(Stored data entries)
▼▼▼

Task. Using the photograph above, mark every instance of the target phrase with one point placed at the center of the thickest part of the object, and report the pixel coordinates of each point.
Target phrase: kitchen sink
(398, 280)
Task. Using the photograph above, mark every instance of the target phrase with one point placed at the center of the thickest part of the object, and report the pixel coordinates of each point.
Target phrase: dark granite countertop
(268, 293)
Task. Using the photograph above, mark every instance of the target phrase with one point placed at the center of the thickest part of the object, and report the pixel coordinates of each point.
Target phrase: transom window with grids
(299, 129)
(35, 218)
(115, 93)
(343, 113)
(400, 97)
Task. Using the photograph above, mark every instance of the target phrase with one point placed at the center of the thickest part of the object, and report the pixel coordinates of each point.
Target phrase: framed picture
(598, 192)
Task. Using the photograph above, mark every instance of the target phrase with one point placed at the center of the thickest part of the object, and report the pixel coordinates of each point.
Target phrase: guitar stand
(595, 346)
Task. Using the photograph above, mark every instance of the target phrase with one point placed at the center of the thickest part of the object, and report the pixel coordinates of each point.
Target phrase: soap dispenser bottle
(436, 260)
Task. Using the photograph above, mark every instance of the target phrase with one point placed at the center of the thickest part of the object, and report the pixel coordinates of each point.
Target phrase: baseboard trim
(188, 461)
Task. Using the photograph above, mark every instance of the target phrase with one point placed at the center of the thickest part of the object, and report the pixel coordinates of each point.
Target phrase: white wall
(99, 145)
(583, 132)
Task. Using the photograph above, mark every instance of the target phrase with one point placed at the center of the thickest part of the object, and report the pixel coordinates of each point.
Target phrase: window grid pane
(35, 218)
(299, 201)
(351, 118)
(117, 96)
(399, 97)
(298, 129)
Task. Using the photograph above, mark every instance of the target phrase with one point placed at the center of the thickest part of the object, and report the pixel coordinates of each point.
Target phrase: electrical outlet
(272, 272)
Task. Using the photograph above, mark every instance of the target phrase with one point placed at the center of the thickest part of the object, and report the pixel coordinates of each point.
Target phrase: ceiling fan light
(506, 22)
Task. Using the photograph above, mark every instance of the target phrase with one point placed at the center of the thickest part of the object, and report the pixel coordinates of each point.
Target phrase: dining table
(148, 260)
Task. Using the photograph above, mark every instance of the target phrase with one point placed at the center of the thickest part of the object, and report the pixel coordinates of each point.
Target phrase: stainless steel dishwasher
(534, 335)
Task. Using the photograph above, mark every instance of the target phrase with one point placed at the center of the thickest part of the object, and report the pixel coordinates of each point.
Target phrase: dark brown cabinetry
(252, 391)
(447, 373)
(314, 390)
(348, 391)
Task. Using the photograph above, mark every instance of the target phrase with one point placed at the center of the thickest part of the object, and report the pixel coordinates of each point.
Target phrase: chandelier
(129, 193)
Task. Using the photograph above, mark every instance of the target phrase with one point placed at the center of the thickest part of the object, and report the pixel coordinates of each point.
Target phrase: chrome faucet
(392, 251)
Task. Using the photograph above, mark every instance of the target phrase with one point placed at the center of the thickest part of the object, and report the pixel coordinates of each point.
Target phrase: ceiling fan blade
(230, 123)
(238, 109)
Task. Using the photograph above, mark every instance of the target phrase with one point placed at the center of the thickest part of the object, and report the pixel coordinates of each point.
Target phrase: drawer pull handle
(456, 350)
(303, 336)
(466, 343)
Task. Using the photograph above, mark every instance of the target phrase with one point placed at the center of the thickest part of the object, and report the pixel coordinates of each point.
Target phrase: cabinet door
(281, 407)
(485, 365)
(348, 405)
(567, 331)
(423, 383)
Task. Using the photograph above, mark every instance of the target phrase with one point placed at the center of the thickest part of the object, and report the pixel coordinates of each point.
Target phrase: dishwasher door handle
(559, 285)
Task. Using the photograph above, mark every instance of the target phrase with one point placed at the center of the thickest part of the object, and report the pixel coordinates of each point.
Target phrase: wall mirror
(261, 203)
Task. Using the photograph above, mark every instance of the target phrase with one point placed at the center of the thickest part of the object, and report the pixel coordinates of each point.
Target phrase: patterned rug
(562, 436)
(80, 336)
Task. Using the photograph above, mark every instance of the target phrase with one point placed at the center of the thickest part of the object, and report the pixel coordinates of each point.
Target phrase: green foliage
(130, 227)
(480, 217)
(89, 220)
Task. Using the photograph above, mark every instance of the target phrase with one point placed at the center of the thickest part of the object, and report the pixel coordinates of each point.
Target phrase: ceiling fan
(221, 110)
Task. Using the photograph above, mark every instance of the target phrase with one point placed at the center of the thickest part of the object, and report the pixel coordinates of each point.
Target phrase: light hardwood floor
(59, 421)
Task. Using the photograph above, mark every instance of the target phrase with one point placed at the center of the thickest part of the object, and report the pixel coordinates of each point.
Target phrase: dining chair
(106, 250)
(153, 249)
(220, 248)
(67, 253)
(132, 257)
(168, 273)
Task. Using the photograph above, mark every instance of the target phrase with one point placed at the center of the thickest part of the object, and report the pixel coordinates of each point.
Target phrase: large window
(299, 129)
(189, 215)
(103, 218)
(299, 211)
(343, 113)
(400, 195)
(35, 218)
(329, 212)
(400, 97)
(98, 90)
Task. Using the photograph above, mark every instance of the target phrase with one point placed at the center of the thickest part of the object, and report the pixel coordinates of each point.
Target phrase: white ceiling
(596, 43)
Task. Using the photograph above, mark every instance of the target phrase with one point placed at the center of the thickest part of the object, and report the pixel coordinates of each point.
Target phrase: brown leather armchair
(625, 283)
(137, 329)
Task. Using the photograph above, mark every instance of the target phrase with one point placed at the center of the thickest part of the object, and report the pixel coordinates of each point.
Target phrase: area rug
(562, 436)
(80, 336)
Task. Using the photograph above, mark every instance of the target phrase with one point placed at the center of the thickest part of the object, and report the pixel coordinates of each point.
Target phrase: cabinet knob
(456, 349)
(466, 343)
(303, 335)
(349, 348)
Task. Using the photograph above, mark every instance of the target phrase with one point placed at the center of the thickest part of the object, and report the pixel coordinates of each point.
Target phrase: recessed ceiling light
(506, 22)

▲▲▲

WHAT THE TASK ASKS: Output each record precisely as given.

TASK ANSWER:
Task. Using the photograph above, mark every instance of the target phrase with one point placed at the center of the thickest part of the object, and report the pixel coordinates of each point.
Target phrase: kitchen sink
(398, 280)
Task. Using the photograph above, mark every instance of the target phrase with one point placed at the center of the thickest part of the object, and report the pixel coordinates of each point.
Target phrase: dark granite countertop
(268, 293)
Task. Using the photograph above, mark every instance of the target phrase with one point placed at the center of the thickest part of the object, and report the pixel coordinates of each point.
Target phrase: transom window with grids
(299, 129)
(35, 218)
(115, 93)
(343, 113)
(400, 97)
Task. Using the photograph above, mark every instance of the target phrase with one point placed at the center of the thickest part of the object, and report the pixel coordinates of each point.
Target phrase: framed picture
(598, 192)
Task. Using the photograph above, mark every instance of the target phrase with one point placed at the center of the thickest part of the object, and report the pixel coordinates of each point.
Target phrase: guitar stand
(595, 346)
Task. Using the photograph above, mark every instance of the target phrase with one point placed at the center of the thickest part of the object, and report the pixel coordinates of each point.
Target phrase: soap dispenser bottle
(436, 260)
Task. Using the photograph above, mark every instance of the target phrase with one point placed at the center of the thickest part of the object, and report the pixel coordinates of each point.
Target phrase: baseboard trim
(188, 461)
Task. Using the photograph above, mark every instance of the target phrase with one point placed at the center of the thickest part of the object, and report the pixel coordinates of each point.
Target phrase: white wall
(99, 145)
(583, 132)
Task. Using the photograph above, mark every instance of the target phrase with one point placed at the center of the thickest part of the object, and report the pixel coordinates of each point.
Target phrase: window grid pane
(35, 218)
(299, 201)
(351, 118)
(117, 96)
(399, 97)
(298, 129)
Task. Using the photograph above, mark every instance of the target phrase with one point placed at the center of the thickest part of the object, and report the pixel coordinates of each point.
Target phrase: electrical outlet
(272, 272)
Task. Using the photograph above, mark every instance of the target phrase with one point placed at the center of the thickest part of the object, and report the pixel coordinates of each point.
Target phrase: ceiling fan light
(506, 22)
Task. Using the photograph above, mark every instance of the target phrase with one point placed at the center of the thickest part of the object, and report the pixel coordinates of each point.
Target phrase: dining table
(148, 260)
Task. Using the photograph above, mark every instance of the target phrase with one point placed at the center of the thickest part of the object, and report the pixel coordinates of each point.
Target phrase: stainless steel dishwasher
(534, 335)
Task. Using the photograph above, mark every instance of the target phrase with one point placed at the center of the thickest part of the object, and report the pixel coordinates of each point.
Target phrase: dark brown cabinetry
(252, 391)
(447, 373)
(314, 390)
(348, 391)
Task. Using the photograph above, mark every instance of the target phrase with one point placed at the center of the thickest part of the object, and report the pixel coordinates of each point.
Target phrase: chandelier
(129, 193)
Task. Using the photograph above, mark every instance of the target phrase with one point placed at the center of the thickest part of the object, and report the pixel coordinates of each point.
Target phrase: chrome faucet
(392, 251)
Task. Using the photograph above, mark every instance of the target phrase with one point placed at the center of the thickest part of the object, and report the pixel coordinates of each point.
Target phrase: ceiling fan blade
(230, 123)
(238, 109)
Task. Using the photograph above, mark every instance of the target phrase with one point placed at the center of the thickest part of the object, and report the pixel coordinates of each point.
Target phrase: drawer pull handle
(456, 350)
(303, 336)
(466, 343)
Task. Using the photograph above, mark every instance of the target phrase with one point placed at the center of the thickest part of the object, and report the pixel coordinates of each point.
Target phrase: cabinet door
(281, 407)
(485, 365)
(348, 405)
(567, 331)
(423, 383)
Task. Using the photograph above, mark every instance of the target phrase with one point placed at the center of the thickest part of the object, and report the pixel coordinates of each point.
Target phrase: dishwasher door handle
(559, 285)
Task. Using the photograph above, mark every instance of the target phrase with one point placed at the center of the thickest part of the object, and report the pixel coordinates of each point.
Target phrase: wall mirror
(261, 203)
Task. Using the photograph above, mark every instance of the target phrase with one point placed at the center of the thickest part of the object, and report the pixel coordinates of each point.
Target phrase: patterned rug
(562, 436)
(80, 336)
Task. Using the photograph above, mark every instance of the target phrase with one point placed at the center of the thickest part of the object, and report the pixel coordinates of each point.
Target phrase: green foliage
(130, 227)
(480, 217)
(89, 220)
Task. Using the photograph above, mark every instance of the target phrase with one point placed at the center of the thickest part of the object, and report the pixel coordinates of each point.
Target phrase: ceiling fan
(221, 110)
Task. Using the photograph above, mark every instance of the target phrase with one point placed at the center of the thickest part of the object, and report the pixel coordinates of each point.
Target phrase: light hardwood floor
(59, 421)
Task. Using the photograph above, mark every instance of the target phrase with one point placed at the center of the thickest part of the object, and report the pixel coordinates of each point.
Target phrase: dining chair
(106, 250)
(153, 249)
(220, 248)
(67, 253)
(132, 257)
(168, 273)
Task. Using the photograph above, mark every instance of the target phrase with one point placed at the center of the thickest part of the object, and report the pixel coordinates of each point.
Target phrase: large window
(299, 129)
(189, 215)
(103, 218)
(299, 211)
(343, 113)
(400, 195)
(35, 218)
(329, 212)
(400, 97)
(98, 90)
Task. Using the photograph above, mark every instance of the target phrase with one point placed at the center of the thickest part of the object, and report the pixel coordinates of each point.
Target phrase: white ceiling
(596, 43)
Task. Using the photograph above, mark every instance of the target phrase with one point placed at the center of the thickest part of the object, and report the pixel coordinates of each point.
Target phrase: brown leather armchair
(625, 283)
(137, 329)
Task. Using the photograph above, mark every instance of the target phrase with one point placed at the center of the thickest part of the object, and report the pixel coordinates of each point.
Target phrase: area rug
(562, 436)
(80, 336)
Task. Using the photograph above, mark every instance of the target phrase with one point placed at the center of the thickest part of the object, and report the pixel coordinates of each point.
Target phrase: cabinet knob
(456, 349)
(466, 343)
(303, 335)
(349, 348)
Task. Using the photograph above, mark every instance of the target phrase with one point placed at the center of the thickest part of the object, and report the pixel coordinates of each point.
Target phrase: recessed ceiling light
(506, 22)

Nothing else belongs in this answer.